▸ **Source material**
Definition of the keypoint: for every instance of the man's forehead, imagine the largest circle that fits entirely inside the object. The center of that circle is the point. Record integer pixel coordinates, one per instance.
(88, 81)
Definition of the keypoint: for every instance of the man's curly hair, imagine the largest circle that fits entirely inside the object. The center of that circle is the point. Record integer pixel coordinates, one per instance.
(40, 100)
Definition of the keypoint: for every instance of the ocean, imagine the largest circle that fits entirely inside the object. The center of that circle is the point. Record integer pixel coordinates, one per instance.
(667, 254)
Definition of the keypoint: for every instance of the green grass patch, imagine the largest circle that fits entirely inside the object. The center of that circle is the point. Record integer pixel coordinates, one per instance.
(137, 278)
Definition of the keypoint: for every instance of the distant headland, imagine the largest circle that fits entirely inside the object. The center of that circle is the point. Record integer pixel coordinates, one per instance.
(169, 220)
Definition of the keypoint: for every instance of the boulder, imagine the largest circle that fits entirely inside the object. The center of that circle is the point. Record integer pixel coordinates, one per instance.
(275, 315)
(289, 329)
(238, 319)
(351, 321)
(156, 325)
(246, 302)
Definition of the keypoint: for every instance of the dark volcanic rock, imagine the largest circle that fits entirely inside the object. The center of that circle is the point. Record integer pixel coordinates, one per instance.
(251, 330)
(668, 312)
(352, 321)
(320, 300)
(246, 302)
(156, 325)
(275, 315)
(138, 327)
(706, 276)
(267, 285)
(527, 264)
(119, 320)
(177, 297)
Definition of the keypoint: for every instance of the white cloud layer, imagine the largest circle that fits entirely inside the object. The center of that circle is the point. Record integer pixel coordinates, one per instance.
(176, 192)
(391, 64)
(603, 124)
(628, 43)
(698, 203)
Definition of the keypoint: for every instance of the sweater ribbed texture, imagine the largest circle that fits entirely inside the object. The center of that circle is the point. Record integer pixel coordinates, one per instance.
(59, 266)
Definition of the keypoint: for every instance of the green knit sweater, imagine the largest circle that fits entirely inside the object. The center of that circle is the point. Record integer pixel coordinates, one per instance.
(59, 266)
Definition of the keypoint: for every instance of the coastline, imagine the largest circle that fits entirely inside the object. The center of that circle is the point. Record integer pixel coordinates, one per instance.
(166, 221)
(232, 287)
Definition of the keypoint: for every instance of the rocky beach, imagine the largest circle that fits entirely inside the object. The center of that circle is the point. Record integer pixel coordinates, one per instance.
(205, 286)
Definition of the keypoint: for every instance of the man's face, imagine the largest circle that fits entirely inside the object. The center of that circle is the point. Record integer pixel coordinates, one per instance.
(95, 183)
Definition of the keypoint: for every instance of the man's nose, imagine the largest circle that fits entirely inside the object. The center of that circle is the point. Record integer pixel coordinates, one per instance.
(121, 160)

▸ **Task to complete**
What you return should be the records above, repeated exactly.

▸ **Reply**
Definition of the keypoint: for every instance of the man's forehead, imagine the largest circle that fits entirely inside the object. The center of that circle is the point. Record integer pixel coordinates, one per instance.
(88, 81)
Definition of the keypoint: for every instance of the man's curly hair, imagine the largest circle that fits entirely inside the object. The center of that circle is the point. Record integer pixel coordinates, one per instance.
(40, 100)
Definition of the keypoint: for every instance of the ocean, imagine the largest circle that fits entirely inside the object. The center of that circle is the point. Record integer pixel coordinates, one per instance.
(667, 254)
Definition of the keypoint: for every instance of the green grass patch, imagine the largest circle that fits entirely inside the object. The center of that circle is the point. Record integer pixel coordinates, one per instance.
(137, 278)
Definition of the keypoint: for every instance of the distant headland, imagine the largest circle that fits entirely inside the object. The center of that circle is the point. Record integer pixel coordinates, one per instance.
(169, 220)
Definition of the keypoint: for every instance of the boulder, imagine the largest circle that fits entirely inside the object. The center of that circle is the point. Record integer pixel coordinates, one per instance.
(275, 315)
(289, 329)
(238, 319)
(351, 321)
(156, 325)
(246, 302)
Definition of the keypoint: for every instance of the dark volcanic rock, imagine the largest circle that fits entirely inside the object. The center of that circle is the point. Record integer pixel coordinates, one per instance.
(251, 330)
(668, 312)
(352, 321)
(320, 300)
(246, 302)
(156, 325)
(275, 315)
(138, 327)
(706, 276)
(267, 285)
(527, 264)
(119, 320)
(177, 297)
Definition of the keypoint: for every instance of the white cloud layer, imagine the largest circle that fits entirely inside the object. The center of that circle is the point. Record integer pixel coordinates, one per instance.
(176, 192)
(391, 64)
(603, 124)
(628, 43)
(698, 203)
Definition of the keypoint: for every instance of the sweater ribbed texture, imagine the largest circle that fits entirely inside the object. The center of that circle is the point. Record integer pixel coordinates, one per instance.
(59, 266)
Definition of the keypoint: for every instance of the green knit sweater, imagine the largest circle that fits entirely inside the object. The center of that circle is the point. Record integer pixel coordinates, one per instance.
(59, 266)
Definition of the keypoint: for every instance of the coastline, imagine the largest circle that fits entirely inside the object. The center of that circle is the point. Record integer pixel coordinates, one per instance.
(166, 221)
(232, 287)
Definition of the keypoint: for every instance of the rocky beach, imagine the largest circle that fits entirely inside the object. The center of that circle is the point. Record integer pixel coordinates, one per instance.
(205, 286)
Definition of the keypoint: for every instance of the man's face, imagine the largest circle that fits entirely inside the object. The center of that circle is the point. Record integer pixel coordinates, one per instance.
(95, 183)
Definition of the keypoint: for every instance of the man's nose, imagine the largest circle that fits entirely inside the object. The center of that circle is the point. Record integer pixel coordinates, one per instance.
(121, 160)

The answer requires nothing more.